_The task:_
Count how many lines in the items below contain the word "wooden", and reply with only that number.
**** Data listing ****
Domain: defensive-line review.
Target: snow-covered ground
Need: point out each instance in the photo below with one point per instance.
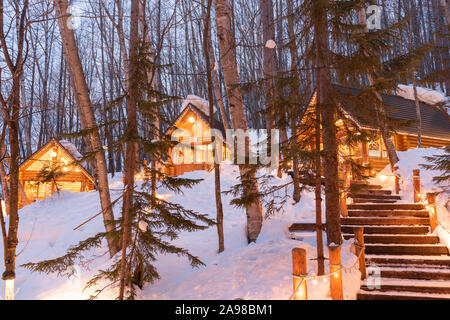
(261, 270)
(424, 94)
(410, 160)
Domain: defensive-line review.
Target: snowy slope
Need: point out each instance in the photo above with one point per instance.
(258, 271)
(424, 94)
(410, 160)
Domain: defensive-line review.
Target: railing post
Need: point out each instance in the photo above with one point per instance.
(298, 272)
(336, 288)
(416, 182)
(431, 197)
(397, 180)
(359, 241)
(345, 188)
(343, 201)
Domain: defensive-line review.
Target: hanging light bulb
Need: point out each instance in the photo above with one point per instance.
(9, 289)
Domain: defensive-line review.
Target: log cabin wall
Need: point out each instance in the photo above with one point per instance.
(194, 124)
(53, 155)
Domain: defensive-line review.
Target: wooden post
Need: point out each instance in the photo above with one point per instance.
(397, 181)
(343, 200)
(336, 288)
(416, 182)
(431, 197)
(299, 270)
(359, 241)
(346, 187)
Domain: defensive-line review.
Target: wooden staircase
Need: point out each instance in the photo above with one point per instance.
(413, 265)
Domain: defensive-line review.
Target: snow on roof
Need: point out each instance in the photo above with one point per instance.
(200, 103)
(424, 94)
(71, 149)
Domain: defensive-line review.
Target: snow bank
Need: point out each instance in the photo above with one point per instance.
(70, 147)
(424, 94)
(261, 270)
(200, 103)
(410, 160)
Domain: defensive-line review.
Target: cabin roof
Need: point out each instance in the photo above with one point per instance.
****
**** Data listing ****
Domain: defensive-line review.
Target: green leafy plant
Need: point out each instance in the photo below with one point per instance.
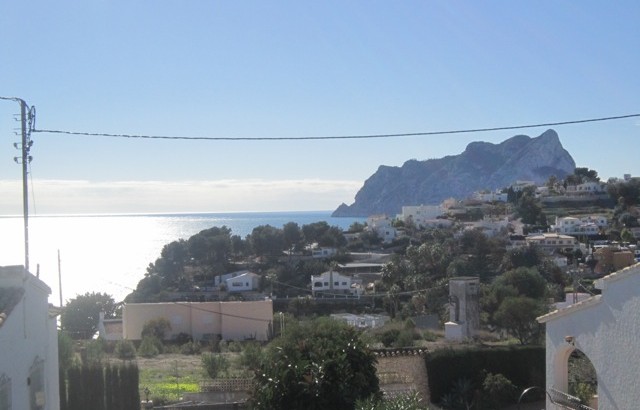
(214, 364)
****
**** Data listing ****
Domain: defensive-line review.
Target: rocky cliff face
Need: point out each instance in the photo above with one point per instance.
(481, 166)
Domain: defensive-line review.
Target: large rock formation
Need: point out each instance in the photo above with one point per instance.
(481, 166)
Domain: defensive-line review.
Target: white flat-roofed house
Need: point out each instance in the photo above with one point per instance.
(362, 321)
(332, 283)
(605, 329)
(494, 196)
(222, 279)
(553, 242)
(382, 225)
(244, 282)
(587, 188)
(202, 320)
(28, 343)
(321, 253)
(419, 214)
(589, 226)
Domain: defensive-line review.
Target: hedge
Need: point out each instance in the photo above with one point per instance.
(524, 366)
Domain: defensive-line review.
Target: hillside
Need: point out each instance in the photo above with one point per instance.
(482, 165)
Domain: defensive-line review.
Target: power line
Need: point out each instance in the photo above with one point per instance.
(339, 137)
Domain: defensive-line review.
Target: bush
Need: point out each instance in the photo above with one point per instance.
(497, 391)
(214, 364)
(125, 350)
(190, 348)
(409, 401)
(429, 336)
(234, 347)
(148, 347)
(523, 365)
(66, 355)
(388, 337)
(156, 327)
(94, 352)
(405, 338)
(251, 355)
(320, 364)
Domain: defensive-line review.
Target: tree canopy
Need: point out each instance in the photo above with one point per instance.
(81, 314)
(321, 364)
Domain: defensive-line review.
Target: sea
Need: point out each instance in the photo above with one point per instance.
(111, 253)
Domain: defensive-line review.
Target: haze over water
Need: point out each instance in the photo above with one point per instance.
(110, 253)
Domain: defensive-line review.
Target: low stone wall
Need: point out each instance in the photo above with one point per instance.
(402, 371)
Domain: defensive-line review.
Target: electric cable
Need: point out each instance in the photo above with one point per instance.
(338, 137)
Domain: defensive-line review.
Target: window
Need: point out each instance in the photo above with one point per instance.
****
_Answer to the problem:_
2